Опубликовано в журнале Октябрь, номер 11, 2015
Галина Юзефович – литературный критик, автор многочисленных рецензий и эссе в печатных и электронных СМИ.
«Я услышал», «я прильнул», «я хотел», «я боялся», «мне казалось»… Первое, что бросается в глаза в книге философа Михаила Эпштейна «Отцовство» (М.: Никея, 2014),– это обилие личных местоимений. Вопреки читательским ожиданиям, обусловленным самим названием, главный сюжет Эпштейна – не отношения с ребенком и тем более не сам ребенок, не «мы» и не «ты», но в первую очередь «я». В фокусе авторского внимания феномен переживаний мужчины, ставшего отцом – метаморфоза его внутреннего мира, для которой рождение ребенка становится бесконечно важным, но все же внешним поводом, своего рода отправной точкой.

Данные:
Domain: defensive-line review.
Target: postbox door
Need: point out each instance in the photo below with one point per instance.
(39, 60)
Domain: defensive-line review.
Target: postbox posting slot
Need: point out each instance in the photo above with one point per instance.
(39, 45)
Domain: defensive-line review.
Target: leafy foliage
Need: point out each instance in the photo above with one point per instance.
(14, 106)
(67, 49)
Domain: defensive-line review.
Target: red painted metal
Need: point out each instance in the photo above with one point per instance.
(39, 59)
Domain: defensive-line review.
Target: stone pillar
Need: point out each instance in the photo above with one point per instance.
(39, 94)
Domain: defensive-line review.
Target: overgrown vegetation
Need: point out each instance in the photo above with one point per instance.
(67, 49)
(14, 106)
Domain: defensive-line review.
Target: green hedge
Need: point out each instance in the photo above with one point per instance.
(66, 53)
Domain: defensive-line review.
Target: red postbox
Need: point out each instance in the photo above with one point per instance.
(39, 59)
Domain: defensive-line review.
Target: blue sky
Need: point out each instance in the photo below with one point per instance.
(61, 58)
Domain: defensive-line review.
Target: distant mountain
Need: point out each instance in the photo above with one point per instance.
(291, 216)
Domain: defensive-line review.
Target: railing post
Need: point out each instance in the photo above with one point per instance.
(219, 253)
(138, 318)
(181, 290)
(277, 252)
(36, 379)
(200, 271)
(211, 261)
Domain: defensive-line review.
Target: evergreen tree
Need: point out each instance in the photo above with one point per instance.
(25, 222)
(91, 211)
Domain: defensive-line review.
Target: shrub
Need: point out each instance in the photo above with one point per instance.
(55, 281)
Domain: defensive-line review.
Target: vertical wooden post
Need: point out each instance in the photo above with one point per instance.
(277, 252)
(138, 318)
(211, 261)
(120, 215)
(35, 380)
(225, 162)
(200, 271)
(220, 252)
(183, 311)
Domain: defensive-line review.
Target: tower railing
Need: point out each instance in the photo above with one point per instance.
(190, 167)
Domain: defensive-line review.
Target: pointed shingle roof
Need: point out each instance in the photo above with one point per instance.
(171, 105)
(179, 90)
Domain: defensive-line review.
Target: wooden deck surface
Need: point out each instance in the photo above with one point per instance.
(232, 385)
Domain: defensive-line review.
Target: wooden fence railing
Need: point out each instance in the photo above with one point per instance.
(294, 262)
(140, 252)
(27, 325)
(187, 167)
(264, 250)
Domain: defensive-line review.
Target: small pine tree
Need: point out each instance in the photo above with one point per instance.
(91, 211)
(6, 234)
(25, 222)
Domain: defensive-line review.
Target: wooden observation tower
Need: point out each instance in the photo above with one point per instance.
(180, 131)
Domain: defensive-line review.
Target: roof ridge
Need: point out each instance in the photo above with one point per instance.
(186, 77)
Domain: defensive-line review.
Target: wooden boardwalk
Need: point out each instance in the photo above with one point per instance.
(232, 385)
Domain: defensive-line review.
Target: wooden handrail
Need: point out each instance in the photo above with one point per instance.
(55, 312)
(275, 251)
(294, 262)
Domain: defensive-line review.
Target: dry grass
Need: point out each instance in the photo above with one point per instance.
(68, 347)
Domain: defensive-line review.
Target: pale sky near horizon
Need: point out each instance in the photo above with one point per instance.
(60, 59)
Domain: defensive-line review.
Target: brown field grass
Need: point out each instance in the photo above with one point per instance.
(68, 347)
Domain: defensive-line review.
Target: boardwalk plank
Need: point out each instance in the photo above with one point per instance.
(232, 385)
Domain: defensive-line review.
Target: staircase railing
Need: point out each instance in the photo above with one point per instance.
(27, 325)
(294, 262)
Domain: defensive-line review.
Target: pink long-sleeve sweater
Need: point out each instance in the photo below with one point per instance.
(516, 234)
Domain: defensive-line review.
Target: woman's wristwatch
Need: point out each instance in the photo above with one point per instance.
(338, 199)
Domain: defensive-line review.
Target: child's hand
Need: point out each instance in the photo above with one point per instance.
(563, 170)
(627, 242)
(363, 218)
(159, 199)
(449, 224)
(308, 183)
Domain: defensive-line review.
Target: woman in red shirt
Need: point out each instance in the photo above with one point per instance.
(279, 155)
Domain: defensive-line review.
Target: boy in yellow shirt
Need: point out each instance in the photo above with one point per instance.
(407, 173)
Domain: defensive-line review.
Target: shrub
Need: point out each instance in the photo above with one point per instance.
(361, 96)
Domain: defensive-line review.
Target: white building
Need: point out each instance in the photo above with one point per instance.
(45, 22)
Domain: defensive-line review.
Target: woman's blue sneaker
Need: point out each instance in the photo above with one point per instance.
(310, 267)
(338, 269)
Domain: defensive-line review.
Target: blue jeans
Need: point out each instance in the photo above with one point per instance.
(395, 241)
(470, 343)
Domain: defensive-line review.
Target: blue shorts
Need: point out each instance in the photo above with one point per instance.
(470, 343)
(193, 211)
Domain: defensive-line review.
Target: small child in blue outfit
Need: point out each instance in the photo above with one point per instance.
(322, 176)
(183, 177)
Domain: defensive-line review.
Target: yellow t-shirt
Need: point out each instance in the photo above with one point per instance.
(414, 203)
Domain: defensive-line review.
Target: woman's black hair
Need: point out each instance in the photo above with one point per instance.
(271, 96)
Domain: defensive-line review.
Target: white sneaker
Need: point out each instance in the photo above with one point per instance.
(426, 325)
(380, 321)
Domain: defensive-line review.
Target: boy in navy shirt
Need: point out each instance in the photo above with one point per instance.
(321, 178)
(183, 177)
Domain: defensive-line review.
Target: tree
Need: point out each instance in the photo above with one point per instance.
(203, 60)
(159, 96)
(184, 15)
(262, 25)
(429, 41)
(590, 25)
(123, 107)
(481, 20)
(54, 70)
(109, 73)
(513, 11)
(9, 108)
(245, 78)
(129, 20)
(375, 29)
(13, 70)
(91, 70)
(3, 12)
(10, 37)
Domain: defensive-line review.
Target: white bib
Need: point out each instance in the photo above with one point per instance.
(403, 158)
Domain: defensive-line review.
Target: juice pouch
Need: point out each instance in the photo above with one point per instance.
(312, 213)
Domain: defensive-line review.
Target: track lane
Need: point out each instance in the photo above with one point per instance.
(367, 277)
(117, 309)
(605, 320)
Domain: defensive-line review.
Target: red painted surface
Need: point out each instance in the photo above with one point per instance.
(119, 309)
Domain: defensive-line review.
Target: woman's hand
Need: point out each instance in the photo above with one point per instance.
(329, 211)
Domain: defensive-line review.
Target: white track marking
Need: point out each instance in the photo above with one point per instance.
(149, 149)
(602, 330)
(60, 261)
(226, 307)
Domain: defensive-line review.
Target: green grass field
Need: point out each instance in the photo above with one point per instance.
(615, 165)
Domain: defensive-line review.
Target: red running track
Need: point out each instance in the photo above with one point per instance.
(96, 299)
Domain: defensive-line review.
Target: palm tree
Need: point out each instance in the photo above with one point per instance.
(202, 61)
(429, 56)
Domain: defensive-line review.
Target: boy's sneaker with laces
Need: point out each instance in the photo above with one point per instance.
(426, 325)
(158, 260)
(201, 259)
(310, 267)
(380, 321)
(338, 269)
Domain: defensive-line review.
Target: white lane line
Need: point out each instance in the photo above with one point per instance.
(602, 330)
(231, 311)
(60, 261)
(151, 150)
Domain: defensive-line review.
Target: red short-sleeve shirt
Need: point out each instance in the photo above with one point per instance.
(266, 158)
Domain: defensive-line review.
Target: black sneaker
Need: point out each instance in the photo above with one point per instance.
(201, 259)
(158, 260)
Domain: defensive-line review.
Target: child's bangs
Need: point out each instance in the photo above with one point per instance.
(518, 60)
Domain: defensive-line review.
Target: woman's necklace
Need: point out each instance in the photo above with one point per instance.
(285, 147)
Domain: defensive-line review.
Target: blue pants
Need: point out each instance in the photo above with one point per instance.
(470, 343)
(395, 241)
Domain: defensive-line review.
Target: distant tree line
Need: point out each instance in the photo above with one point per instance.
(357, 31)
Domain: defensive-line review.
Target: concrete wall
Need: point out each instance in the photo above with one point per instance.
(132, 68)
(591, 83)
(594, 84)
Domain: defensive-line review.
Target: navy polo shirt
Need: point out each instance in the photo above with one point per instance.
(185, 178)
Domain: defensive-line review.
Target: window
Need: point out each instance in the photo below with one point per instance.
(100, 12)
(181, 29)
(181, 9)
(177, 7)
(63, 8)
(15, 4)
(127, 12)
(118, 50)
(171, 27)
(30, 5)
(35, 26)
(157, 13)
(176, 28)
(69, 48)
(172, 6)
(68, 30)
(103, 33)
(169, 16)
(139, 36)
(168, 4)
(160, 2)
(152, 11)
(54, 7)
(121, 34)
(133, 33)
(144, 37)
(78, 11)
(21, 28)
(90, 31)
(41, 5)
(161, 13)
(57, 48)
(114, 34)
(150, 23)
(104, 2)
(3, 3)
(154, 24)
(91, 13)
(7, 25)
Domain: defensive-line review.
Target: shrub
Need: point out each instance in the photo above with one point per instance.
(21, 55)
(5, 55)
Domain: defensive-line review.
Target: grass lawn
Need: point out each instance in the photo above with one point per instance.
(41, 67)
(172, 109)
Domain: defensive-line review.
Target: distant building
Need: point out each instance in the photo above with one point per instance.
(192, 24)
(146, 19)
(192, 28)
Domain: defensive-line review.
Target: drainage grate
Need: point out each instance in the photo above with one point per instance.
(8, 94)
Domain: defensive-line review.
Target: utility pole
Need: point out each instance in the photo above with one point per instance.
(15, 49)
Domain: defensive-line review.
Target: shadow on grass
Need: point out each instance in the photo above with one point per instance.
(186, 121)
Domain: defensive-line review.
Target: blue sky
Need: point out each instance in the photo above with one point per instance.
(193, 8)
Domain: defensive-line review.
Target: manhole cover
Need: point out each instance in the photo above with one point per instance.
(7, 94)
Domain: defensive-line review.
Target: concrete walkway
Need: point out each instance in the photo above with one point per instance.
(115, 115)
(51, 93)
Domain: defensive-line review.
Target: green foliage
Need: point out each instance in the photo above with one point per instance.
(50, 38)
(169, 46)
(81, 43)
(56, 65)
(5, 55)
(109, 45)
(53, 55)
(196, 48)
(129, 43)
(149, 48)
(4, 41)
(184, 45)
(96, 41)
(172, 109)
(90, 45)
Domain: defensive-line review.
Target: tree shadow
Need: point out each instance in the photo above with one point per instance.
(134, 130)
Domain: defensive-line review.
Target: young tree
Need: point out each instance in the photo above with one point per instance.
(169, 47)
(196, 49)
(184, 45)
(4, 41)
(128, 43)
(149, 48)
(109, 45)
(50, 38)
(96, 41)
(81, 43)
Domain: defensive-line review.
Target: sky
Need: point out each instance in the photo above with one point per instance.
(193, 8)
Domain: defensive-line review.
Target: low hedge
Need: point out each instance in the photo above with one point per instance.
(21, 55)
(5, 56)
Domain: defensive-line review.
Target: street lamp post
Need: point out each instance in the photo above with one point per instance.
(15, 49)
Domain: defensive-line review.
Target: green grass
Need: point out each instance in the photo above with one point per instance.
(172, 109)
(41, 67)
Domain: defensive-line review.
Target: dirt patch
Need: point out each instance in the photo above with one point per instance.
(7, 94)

Задания:
[1] Что, согласно отрывку, первым бросается в глаза в книге «Отцовство»?
[2] Выпишите все строки, где встречается слово «woman». Регистр букв имеет значение.

Ответы:
[1] Обилие личных местоимений.

[2]
Target: woman's wristwatch
Target: woman in red shirt
Target: woman's blue sneaker
Target: woman's black hair
Target: woman's hand
Target: woman's necklace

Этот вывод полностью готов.